### TASK INSTRUCTIONS
Could you return every line of the entries below as a JSON list of strings, with one string per line and blank lines left out?

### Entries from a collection
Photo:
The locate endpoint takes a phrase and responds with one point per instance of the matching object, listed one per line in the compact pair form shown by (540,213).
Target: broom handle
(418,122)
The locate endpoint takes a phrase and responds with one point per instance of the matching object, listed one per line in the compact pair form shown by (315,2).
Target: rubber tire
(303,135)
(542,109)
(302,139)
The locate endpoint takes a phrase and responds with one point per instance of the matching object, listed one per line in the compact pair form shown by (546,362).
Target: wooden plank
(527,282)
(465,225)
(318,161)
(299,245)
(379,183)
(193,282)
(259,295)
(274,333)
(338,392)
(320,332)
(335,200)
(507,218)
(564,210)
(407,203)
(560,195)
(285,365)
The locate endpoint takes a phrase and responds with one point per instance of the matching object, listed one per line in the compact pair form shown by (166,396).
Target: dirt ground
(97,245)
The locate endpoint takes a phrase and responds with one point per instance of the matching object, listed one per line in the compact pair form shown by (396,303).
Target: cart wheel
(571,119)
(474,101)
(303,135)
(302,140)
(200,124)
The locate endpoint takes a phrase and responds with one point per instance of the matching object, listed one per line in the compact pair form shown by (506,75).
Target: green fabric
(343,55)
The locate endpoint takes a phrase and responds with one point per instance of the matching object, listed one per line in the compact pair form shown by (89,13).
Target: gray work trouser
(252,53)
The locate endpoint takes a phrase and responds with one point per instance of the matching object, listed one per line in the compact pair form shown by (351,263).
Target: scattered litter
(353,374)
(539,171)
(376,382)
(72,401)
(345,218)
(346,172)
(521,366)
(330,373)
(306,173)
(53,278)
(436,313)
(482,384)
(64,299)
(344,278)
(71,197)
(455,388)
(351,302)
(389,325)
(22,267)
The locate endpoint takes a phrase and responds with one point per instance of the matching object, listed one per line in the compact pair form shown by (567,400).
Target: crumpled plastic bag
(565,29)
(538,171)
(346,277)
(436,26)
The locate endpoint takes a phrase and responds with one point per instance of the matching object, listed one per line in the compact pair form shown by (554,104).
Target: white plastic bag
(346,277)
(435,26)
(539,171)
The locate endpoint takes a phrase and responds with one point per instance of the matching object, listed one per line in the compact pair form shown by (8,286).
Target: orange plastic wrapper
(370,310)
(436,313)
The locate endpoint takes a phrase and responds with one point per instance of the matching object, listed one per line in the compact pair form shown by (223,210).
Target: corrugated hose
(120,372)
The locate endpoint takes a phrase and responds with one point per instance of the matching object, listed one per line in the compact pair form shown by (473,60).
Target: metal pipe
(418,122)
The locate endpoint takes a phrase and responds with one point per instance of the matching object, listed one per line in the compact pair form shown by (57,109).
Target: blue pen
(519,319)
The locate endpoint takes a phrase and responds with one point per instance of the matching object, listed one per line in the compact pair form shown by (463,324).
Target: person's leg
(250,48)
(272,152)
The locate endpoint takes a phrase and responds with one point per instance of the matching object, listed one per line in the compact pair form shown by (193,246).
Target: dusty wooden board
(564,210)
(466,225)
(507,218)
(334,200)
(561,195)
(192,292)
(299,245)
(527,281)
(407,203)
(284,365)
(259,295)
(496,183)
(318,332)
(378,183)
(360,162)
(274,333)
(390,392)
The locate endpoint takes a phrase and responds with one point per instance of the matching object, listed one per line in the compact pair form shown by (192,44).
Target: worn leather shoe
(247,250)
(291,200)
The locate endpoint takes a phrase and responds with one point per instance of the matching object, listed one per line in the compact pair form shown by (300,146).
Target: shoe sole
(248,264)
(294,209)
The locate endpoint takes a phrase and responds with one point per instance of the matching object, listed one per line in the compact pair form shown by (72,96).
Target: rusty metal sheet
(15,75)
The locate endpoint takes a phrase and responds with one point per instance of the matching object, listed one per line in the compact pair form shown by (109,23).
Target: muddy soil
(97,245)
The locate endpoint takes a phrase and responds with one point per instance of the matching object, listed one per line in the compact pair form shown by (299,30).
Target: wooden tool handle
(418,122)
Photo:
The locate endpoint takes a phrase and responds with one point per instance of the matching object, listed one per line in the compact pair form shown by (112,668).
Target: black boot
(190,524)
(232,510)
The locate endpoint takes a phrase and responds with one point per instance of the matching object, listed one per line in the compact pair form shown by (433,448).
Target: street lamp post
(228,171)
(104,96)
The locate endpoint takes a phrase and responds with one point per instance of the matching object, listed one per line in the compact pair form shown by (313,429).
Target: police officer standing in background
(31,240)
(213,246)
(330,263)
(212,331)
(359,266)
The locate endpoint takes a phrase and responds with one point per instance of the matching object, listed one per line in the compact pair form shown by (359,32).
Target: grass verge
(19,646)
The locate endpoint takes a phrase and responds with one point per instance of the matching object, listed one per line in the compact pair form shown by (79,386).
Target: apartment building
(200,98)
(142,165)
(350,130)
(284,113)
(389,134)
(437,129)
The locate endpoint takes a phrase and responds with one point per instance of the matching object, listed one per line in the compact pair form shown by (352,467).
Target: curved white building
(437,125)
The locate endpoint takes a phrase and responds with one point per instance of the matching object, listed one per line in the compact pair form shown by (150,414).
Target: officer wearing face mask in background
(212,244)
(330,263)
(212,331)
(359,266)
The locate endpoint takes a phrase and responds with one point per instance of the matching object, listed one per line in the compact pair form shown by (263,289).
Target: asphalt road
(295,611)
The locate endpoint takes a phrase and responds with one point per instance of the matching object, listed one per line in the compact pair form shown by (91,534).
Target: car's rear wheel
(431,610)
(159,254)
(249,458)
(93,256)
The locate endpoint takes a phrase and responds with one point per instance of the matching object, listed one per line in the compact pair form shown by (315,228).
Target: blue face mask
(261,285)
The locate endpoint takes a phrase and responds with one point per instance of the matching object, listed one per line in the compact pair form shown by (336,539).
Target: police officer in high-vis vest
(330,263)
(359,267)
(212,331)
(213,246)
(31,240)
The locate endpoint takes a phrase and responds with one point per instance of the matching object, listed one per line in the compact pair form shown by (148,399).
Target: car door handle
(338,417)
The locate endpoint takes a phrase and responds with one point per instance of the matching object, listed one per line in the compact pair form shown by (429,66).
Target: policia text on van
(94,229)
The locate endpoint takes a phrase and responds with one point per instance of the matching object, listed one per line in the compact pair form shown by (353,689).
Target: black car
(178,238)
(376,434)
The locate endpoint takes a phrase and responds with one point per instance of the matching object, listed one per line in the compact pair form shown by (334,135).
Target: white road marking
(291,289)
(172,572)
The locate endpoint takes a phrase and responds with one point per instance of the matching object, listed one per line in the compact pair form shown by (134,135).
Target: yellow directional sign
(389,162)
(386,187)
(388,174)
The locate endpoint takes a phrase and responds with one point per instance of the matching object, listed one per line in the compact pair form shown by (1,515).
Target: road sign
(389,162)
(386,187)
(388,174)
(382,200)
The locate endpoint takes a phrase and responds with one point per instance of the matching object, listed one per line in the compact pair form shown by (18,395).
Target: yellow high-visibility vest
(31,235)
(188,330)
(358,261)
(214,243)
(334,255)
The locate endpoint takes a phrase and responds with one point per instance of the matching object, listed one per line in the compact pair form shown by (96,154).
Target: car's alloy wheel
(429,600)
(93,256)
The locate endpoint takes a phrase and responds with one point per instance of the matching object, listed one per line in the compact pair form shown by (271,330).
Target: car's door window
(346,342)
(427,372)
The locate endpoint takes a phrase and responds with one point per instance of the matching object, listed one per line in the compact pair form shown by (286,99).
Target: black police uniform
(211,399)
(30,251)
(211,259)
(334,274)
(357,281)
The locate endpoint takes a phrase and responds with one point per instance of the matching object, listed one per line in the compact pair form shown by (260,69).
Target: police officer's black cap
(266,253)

### TASK SOLUTION
[
  "Photo:",
  "The locate endpoint takes a phrase and responds with one point per instance of the matching object, listed one per line in the compact pair form shown by (540,213).",
  "Target: broom handle",
  "(418,122)",
  "The locate endpoint takes a phrase and responds with one point per instance of the matching object, listed one per line in the compact pair form shown by (315,2).",
  "Target: rubber tire",
  "(303,135)",
  "(542,109)",
  "(302,139)",
  "The locate endpoint takes a phrase and responds with one point per instance of the matching object, listed one per line in the compact pair form shown by (546,362).",
  "Target: wooden plank",
  "(527,282)",
  "(465,225)",
  "(318,161)",
  "(299,245)",
  "(379,183)",
  "(193,282)",
  "(259,295)",
  "(274,333)",
  "(338,392)",
  "(320,332)",
  "(335,200)",
  "(507,218)",
  "(564,210)",
  "(407,203)",
  "(560,195)",
  "(285,365)",
  "The locate endpoint takes a phrase and responds with one point per instance of the matching object, listed one per line in the compact pair form shown by (166,396).",
  "Target: dirt ground",
  "(97,245)",
  "The locate endpoint takes a phrase and responds with one point per instance of the matching object, listed one per line in the compact pair form shown by (396,303).",
  "Target: cart wheel",
  "(571,119)",
  "(474,101)",
  "(303,135)",
  "(302,140)",
  "(200,124)",
  "The locate endpoint takes a phrase and responds with one point per instance of the matching object, listed one per line in the compact pair form shown by (506,75).",
  "Target: green fabric",
  "(343,55)",
  "The locate endpoint takes a phrase and responds with one point per instance of the matching object, listed one per line in the compact pair form shown by (89,13).",
  "Target: gray work trouser",
  "(252,53)",
  "The locate endpoint takes a phrase and responds with one point per instance of the matching object, listed one per line in the compact pair form shown by (351,263).",
  "Target: scattered litter",
  "(353,374)",
  "(539,171)",
  "(376,382)",
  "(72,401)",
  "(345,218)",
  "(346,172)",
  "(521,366)",
  "(330,373)",
  "(306,173)",
  "(53,278)",
  "(436,313)",
  "(482,384)",
  "(64,299)",
  "(344,278)",
  "(71,197)",
  "(455,388)",
  "(351,302)",
  "(389,325)",
  "(22,267)",
  "The locate endpoint takes a phrase and responds with one point per instance of the matching object, listed one per line in the compact pair form shown by (567,400).",
  "Target: crumpled plastic bag",
  "(565,29)",
  "(538,171)",
  "(346,277)",
  "(436,26)",
  "The locate endpoint takes a phrase and responds with one point per instance of the matching object, listed one per line in the compact pair form shown by (554,104).",
  "Target: white plastic bag",
  "(346,277)",
  "(435,26)",
  "(539,171)",
  "The locate endpoint takes a phrase and responds with one point per instance of the matching object, listed one per line in the compact pair form shown by (8,286).",
  "Target: orange plastic wrapper",
  "(370,310)",
  "(436,313)",
  "The locate endpoint takes a phrase and responds with one point per instance of the matching object, listed one per line in the compact pair form shown by (223,210).",
  "Target: corrugated hose",
  "(120,372)",
  "The locate endpoint takes a phrase and responds with one point per instance of the matching object, listed one per line in the compact pair form shown by (473,60).",
  "Target: metal pipe",
  "(418,122)",
  "The locate endpoint takes a phrase and responds with one point per instance of the matching object, listed one per line in the compact pair form shown by (57,109).",
  "Target: blue pen",
  "(519,319)",
  "The locate endpoint takes a phrase and responds with one point per instance of the matching object, listed one per line in the compact pair form shown by (463,324).",
  "Target: person's leg",
  "(250,48)",
  "(272,152)",
  "The locate endpoint takes a phrase and responds with one point per instance of the matching object, listed one per line in the compact pair form shown by (193,246).",
  "Target: dusty wooden board",
  "(564,210)",
  "(466,225)",
  "(507,218)",
  "(334,200)",
  "(561,195)",
  "(192,292)",
  "(299,245)",
  "(527,281)",
  "(407,203)",
  "(284,365)",
  "(259,295)",
  "(496,183)",
  "(318,332)",
  "(378,183)",
  "(360,162)",
  "(274,333)",
  "(390,392)",
  "The locate endpoint takes a phrase and responds with one point per instance of the matching object, listed one per line in the compact pair form shown by (192,44).",
  "Target: worn leather shoe",
  "(247,250)",
  "(291,200)",
  "The locate endpoint takes a phrase and responds with one point per instance of the matching object, listed one per line in the compact pair form shown by (300,146).",
  "Target: shoe sole",
  "(248,264)",
  "(294,209)",
  "The locate endpoint takes a phrase and responds with one point per instance of the matching object, listed one per line in the compact pair form shown by (72,96).",
  "Target: rusty metal sheet",
  "(15,75)",
  "The locate endpoint takes a phrase and responds with one point per instance of the matching object, listed one per line in the compact pair form shown by (109,23).",
  "Target: muddy soil",
  "(97,245)",
  "The locate endpoint takes a phrase and responds with one point per instance of the matching object, listed one per line in the compact pair form shown by (299,30).",
  "Target: wooden tool handle",
  "(418,122)",
  "Photo:",
  "The locate endpoint takes a phrase and responds with one point per instance of the matching object, listed one per line in the compact pair form shown by (112,668).",
  "Target: black boot",
  "(190,524)",
  "(232,510)",
  "The locate endpoint takes a phrase and responds with one point per instance of the matching object, listed one per line in the compact pair form shown by (433,448).",
  "Target: street lamp post",
  "(228,171)",
  "(104,96)",
  "The locate endpoint takes a phrase and responds with one point per instance of the matching object, listed one per line in the compact pair form shown by (313,429).",
  "Target: police officer standing in background",
  "(31,240)",
  "(213,246)",
  "(330,263)",
  "(212,331)",
  "(359,266)",
  "The locate endpoint takes a phrase and responds with one point per instance of the matching object, listed one per line in the compact pair form shown by (359,32).",
  "Target: grass verge",
  "(19,646)",
  "The locate endpoint takes a phrase and responds with one point per instance of the matching object, listed one per line in the compact pair form shown by (79,386).",
  "Target: apartment building",
  "(200,98)",
  "(142,165)",
  "(350,130)",
  "(284,113)",
  "(389,134)",
  "(437,129)",
  "The locate endpoint takes a phrase and responds with one point per instance of the matching object, listed one per line in the compact pair form shown by (352,467).",
  "Target: curved white building",
  "(437,125)",
  "The locate endpoint takes a phrase and responds with one point per instance of the matching object, listed one per line in the compact pair form shown by (150,414).",
  "Target: officer wearing face mask in background",
  "(212,244)",
  "(330,263)",
  "(212,331)",
  "(359,266)",
  "The locate endpoint takes a phrase and responds with one point per instance of the matching object, listed one per line in the compact pair form shown by (263,289).",
  "Target: asphalt road",
  "(295,611)",
  "The locate endpoint takes a phrase and responds with one point per instance of the matching object, listed one per line in the compact pair form shown by (91,534).",
  "Target: car's rear wheel",
  "(431,610)",
  "(159,254)",
  "(249,458)",
  "(93,256)",
  "The locate endpoint takes a phrase and responds with one point per instance of the matching object, listed one per line in the compact pair form shown by (315,228).",
  "Target: blue face mask",
  "(261,285)",
  "The locate endpoint takes a phrase and responds with one point per instance of the matching object, listed one per line in the compact pair form shown by (336,539).",
  "Target: police officer in high-vis vest",
  "(330,263)",
  "(359,267)",
  "(212,331)",
  "(213,246)",
  "(31,240)",
  "The locate endpoint takes a phrase and responds with one point per instance of the matching object, listed one per line in the compact pair form shown by (148,399).",
  "Target: car door handle",
  "(338,417)",
  "The locate endpoint takes a phrase and responds with one point per instance of the matching object, listed one per line in the compact pair form shown by (429,66).",
  "Target: policia text on van",
  "(94,229)",
  "The locate endpoint takes a phrase and responds with one point per instance of the matching object, listed one per line in the compact pair form shown by (353,689).",
  "Target: black car",
  "(178,238)",
  "(376,434)",
  "The locate endpoint takes a phrase and responds with one point per instance of the matching object, listed one per line in the compact pair form shown by (334,135).",
  "Target: white road marking",
  "(291,289)",
  "(172,572)",
  "The locate endpoint takes a phrase and responds with one point per instance of the matching object, listed one per line in the compact pair form shown by (134,135).",
  "Target: yellow directional sign",
  "(389,162)",
  "(386,187)",
  "(388,174)",
  "The locate endpoint takes a phrase and responds with one point per instance of the matching object, listed one per line in the compact pair form shown by (1,515).",
  "Target: road sign",
  "(389,162)",
  "(386,187)",
  "(388,174)",
  "(382,200)",
  "The locate endpoint takes a phrase and responds with one point per instance of the matching object, listed one per line in the compact pair form shown by (18,395).",
  "Target: yellow high-visibility vest",
  "(31,235)",
  "(188,330)",
  "(358,261)",
  "(214,243)",
  "(334,255)",
  "The locate endpoint takes a phrase and responds with one point per instance of the matching object, listed one per line in the compact pair form shown by (96,154).",
  "Target: car's alloy wheel",
  "(429,600)",
  "(93,256)",
  "The locate endpoint takes a phrase and responds with one point per instance of the matching object, listed one per line in the compact pair form shown by (271,330).",
  "Target: car's door window",
  "(346,342)",
  "(427,372)",
  "The locate endpoint takes a phrase and responds with one point per instance of the matching object, listed one per line in the compact pair form shown by (286,99).",
  "Target: black police uniform",
  "(211,399)",
  "(30,251)",
  "(211,259)",
  "(334,274)",
  "(357,281)",
  "The locate endpoint takes a phrase and responds with one point per instance of the matching object, listed one per line in the compact pair form shown by (260,69).",
  "Target: police officer's black cap",
  "(266,253)"
]